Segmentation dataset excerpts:
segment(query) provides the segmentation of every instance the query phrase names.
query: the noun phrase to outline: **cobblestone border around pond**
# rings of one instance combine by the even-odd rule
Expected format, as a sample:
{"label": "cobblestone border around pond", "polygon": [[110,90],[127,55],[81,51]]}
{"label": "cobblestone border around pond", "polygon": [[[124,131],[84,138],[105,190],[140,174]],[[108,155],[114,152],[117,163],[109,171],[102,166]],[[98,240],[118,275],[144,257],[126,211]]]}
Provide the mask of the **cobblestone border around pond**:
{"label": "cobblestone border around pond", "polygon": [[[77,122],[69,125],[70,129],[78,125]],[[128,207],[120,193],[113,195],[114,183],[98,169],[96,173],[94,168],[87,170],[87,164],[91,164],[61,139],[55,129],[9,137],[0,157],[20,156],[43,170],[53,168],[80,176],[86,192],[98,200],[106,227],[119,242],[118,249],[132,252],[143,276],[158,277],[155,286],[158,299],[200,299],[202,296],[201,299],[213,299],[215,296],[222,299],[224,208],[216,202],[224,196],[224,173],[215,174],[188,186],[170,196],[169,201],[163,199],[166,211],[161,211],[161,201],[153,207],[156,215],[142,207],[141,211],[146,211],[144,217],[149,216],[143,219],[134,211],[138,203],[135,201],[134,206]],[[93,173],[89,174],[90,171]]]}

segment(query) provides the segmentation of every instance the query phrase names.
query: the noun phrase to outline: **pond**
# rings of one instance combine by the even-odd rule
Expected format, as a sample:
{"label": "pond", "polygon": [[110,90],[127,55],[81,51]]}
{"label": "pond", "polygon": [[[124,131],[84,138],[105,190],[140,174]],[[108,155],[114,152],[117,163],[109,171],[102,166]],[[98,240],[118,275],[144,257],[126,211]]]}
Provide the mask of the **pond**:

**EXERCISE INSTRUCTIONS**
Please quote every record above exactly as it appears.

**FULL RESPONSE**
segment(query) provides the segmentation of every instance the query phrase names.
query: the noun phrase to outline: **cobblestone border around pond**
# rings of one instance combine by the even-odd rule
Expected format, as a sample:
{"label": "cobblestone border around pond", "polygon": [[110,90],[127,55],[81,51]]}
{"label": "cobblestone border around pond", "polygon": [[[124,131],[84,138],[105,190],[140,174]],[[108,155],[114,152],[117,163],[109,171],[102,166]],[[98,240],[118,275],[144,257],[126,211]]]}
Provide the mask of the **cobblestone border around pond**:
{"label": "cobblestone border around pond", "polygon": [[[77,122],[69,125],[70,129],[78,125]],[[128,207],[120,193],[113,195],[114,183],[98,169],[96,173],[94,168],[87,170],[87,164],[91,164],[61,139],[55,129],[9,137],[0,157],[20,156],[43,170],[53,168],[80,176],[86,192],[98,200],[106,227],[119,242],[118,249],[132,252],[143,276],[158,277],[155,286],[158,299],[200,299],[202,296],[201,299],[213,299],[215,296],[222,299],[224,208],[216,202],[224,196],[224,173],[215,174],[188,186],[170,196],[169,201],[163,199],[166,211],[161,211],[161,201],[153,207],[156,215],[142,207],[141,211],[146,211],[144,217],[149,216],[143,219],[134,211],[138,203],[135,201],[134,206]],[[93,173],[89,174],[90,171]]]}

segment(query) provides the segmentation of every instance the query phrase names.
query: the noun phrase to outline: **pond**
# rings of one instance combine by the even-odd rule
Expected format, as a sample:
{"label": "pond", "polygon": [[110,90],[127,55],[81,51]]}
{"label": "pond", "polygon": [[[124,131],[84,138],[105,190],[140,174]],[[108,155],[114,152],[117,163],[109,171],[102,166]],[[98,240],[118,275],[144,257],[126,211]]]}
Provide the mask of the **pond**:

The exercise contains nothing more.